### [QUOTED PASSAGE]
----
Tahini (essentially sesame seed butter) is a great flavor partner to peanut butter. The oil in the tahini may also have settled to the top, so stir it thoroughly before using.
The recipe combines brown sugar and regular granulated sugar. The brown sugar helps to add moisture and a slightly molasses flavor to the cookies.
For a little extra moisture, the recipe uses a non-dairy milk substitute. I prefer soy milk because it has the same amount of protein as dairy milk. But any other milk sub like coconut, almond, rice or oat milk will work too.
Gluten-free flour blend – My preferred flour for gluten-free baking is King Arthur Measure for Measure. It works well in almost all of my baked goods, is certified gluten-free and is the most affordable of the gluten-free flours I’ve tested.
I find that cookies are the most finicky about the type of gluten-free flour you use. Cakes, muffins and cupcakes seem to be less worrisome when you use a different brand of gluten-free flour. But cookies can turn out completely different with just the change of gf flour brand. So I recommend sticking with Measure for Measure.
----
[Items from a dataset]
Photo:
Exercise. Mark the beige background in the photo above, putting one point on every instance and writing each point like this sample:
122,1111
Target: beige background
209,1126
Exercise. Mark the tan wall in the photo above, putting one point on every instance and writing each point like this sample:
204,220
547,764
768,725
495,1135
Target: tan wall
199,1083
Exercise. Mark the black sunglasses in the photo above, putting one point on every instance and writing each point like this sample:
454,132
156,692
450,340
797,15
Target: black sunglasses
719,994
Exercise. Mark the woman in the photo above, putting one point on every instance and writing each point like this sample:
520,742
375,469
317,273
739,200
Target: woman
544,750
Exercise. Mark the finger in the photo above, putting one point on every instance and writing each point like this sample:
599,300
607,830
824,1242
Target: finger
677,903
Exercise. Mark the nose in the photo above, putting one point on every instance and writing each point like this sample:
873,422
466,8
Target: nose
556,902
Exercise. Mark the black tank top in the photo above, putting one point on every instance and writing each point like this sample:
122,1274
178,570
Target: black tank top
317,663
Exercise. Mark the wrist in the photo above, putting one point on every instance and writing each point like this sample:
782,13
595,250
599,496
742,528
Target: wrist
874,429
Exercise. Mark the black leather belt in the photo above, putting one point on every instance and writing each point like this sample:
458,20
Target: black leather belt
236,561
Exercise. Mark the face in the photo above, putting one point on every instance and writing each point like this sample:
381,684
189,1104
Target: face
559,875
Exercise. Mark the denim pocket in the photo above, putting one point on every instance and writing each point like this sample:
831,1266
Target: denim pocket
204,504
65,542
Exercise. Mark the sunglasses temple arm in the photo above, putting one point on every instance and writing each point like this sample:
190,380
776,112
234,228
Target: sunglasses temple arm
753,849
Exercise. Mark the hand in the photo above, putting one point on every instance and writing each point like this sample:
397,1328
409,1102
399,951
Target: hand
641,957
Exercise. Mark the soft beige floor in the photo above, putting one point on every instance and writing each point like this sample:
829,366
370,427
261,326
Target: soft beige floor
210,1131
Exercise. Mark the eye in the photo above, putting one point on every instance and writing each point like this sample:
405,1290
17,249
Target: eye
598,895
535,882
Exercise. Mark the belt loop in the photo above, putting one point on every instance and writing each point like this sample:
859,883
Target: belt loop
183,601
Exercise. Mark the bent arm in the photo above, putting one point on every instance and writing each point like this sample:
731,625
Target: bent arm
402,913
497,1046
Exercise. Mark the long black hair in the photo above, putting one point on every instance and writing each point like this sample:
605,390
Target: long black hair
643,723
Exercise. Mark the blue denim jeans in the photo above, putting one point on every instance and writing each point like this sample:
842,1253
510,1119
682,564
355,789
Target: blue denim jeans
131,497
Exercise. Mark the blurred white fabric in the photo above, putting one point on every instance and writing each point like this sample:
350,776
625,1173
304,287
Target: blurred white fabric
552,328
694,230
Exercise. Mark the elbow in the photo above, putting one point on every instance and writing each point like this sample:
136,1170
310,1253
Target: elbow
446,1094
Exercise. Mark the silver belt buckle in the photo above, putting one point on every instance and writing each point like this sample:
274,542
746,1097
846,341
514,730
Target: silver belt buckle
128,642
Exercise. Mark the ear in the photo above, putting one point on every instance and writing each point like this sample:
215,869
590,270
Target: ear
----
### [TASK LIST]
a: According to the gluten-free cookie baking notes, why is soy milk the preferred milk substitute?
b: Pick up the gluten-free cookie baking notes after their final sentence and keep writing.

### [RESPONSES]
a: It has the same amount of protein as dairy milk.

b:
Once formed, the cookie dough is rolled in sesame seeds to coat them. This makes for a beautiful finish on these cookies.
The rest of the ingredients in this recipe are the basics. Salt, vanilla, baking soda and an egg are all you’ll need to round out this recipe.
When baking cookies it’s super important that the ingredients are at the right temperature. For these cookies it’s best that all of the ingredients are at room temperature to allow them to combine evenly. If the peanut butter is at room temp and the egg or milk sub are cold, the peanut butter will turn chunky.
The milk sub can also be heated in the microwave. Five seconds is all it should take to take the chill off.
If the tahini or peanut butter are refrigerated, put them in a microwave-safe bowl and heat for about 15 seconds or until they’re room temperature.
If the egg is cold, as your first step, place it in a bowl of warm water. It should be warm enough by the time you’re ready to add it to the bowl.
Soft & Chewy Peanut Butter Tahini Cookies (gluten-free)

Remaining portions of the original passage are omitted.